*** Text shown
DATE OF JUDGMENT:                           01/25/2006
TRIAL JUDGE:                                HON. STUART ROBINSON
COURT FROM WHICH APPEALED:                  HINDS COUNTY CHANCERY COURT
ATTORNEYS FOR APPELLANT:                    MARK A. CHINN
                                            WILLIAM MATTHEW THOMPSON
ATTORNEYS FOR APPELLEE:                     MICHAEL J. MALOUF
                                            MELISSA ANN MALOUF
NATURE OF THE CASE:                         CIVIL - DOMESTIC RELATIONS
DISPOSITION:                                THE JUDGMENT OF THE COURT OF
                                            APPEALS IS AFFIRMED IN PART AND
                                            REVERSED IN PART. THE JUDGMENT OF
                                            THE CHANCERY COURT OF HINDS
                                            COUNTY IS AFFIRMED IN PART AND
                                            REVERSED AND REMANDED IN PART.
                                            - 11/20/2008.
MOTION FOR REHEARING FILED:
MANDATE ISSUED:

       EN BANC.

       DIAZ, PRESIDING JUSTICE, FOR THE COURT:

¶1.    After agreeing to a divorce on the ground of irreconcilable differences, Nevada Rae

Barr Jones and Richard Broderick Jones permitted the Hinds County Chancery Court to

decide the issues upon which they could not agree, inter alia, the equitable distribution of the
marital assets. In his final judgment, the chancellor awarded Nevada approximately seventy-

eight percent of the marital assets, leaving Richard with the remaining twenty-two percent.

Aggrieved by, among other things, the chancellor’s distribution of the marital assets and

failure to sanction Nevada for several discovery violations, Richard appealed the chancellor’s

final judgment. We assigned the case to the Court of Appeals, which affirmed the judgment

of the chancery court; three judges dissented. Jones v. Jones, 2007 Miss. App. LEXIS 846,

at *16 (Dec. 11, 2007). Richard filed a petition for writ of certiorari, which we granted.

Finding error, we remand the case for further proceedings consistent with this opinion.

                              Facts and Proceedings Below

¶2.    Nevada Barr and Richard Jones were married on June 29, 1996, in Clinton,

Mississippi. In 1997, Nevada separated from Richard and subsequently filed for divorce on

the ground of habitual cruel and inhuman treatment. Eight months later they reconciled, and

Nevada dismissed her complaint for divorce. In 2004, the couple again began experiencing

domestic difficulties. On November 30, 2004, Nevada abandoned the marital home and left

a “Dear John” letter explaining the reasons for her departure.        After the couple was

unsuccessful at mediating a divorce settlement, Nevada filed a complaint for divorce on

December 23, 2004, asserting that she was entitled to a divorce on the ground of habitual

cruel and inhuman treatment or, alternatively, on the ground of irreconcilable differences.

¶3.    On March 16, 2005, Richard filed his answer and a counterclaim for divorce on the

ground of adultery or, alternatively, on the ground of irreconcilable differences.

Subsequently, Nevada and Richard filed a joint motion for divorce based on irreconcilable

differences, in which they agreed to allow the chancery court to decide the following issues:

                                              2
asset valuation, distribution of marital property and debts, alimony, taxes, and the assessment

of attorney’s fees and court costs.
******
■ **Aim A**
In the court opinion, reproduce the passage between "at *16 (Dec." and "with this opinion.", inclusive.
■ **Aim B**
Answer these from the court opinion:
(i) Who was the trial judge?
(ii) On what date were Nevada Barr and Richard Jones married?
(iii) On what date did Richard file his answer and counterclaim for divorce?
*** Stored rows
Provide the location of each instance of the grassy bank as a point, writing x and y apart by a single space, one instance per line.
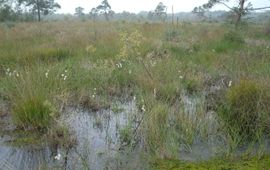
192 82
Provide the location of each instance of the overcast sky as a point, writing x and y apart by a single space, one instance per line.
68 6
******
*** Stored rows
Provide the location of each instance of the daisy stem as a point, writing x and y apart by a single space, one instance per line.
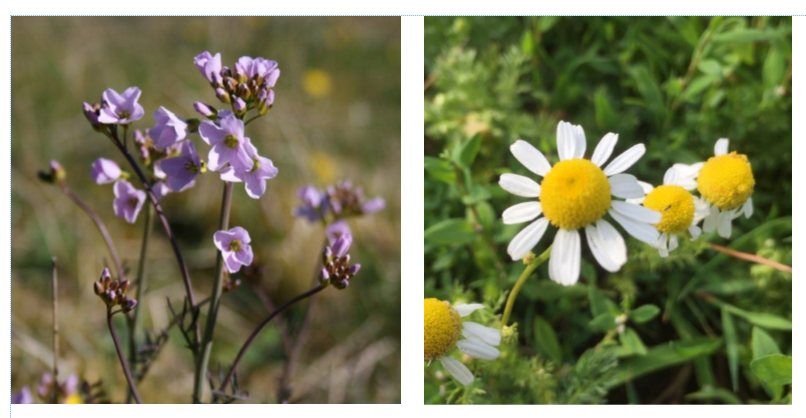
******
*** Stored rows
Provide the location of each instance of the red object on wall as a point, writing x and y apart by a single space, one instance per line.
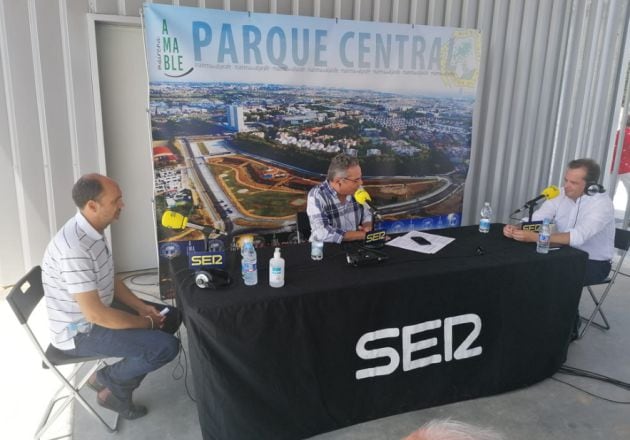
******
■ **Full response A**
at *16 (Dec. 11, 2007). Richard filed a petition for writ of certiorari, which we granted.

Finding error, we remand the case for further proceedings consistent with this opinion.

■ **Full response B**
(i) Hon. Stuart Robinson
(ii) June 29, 1996
(iii) March 16, 2005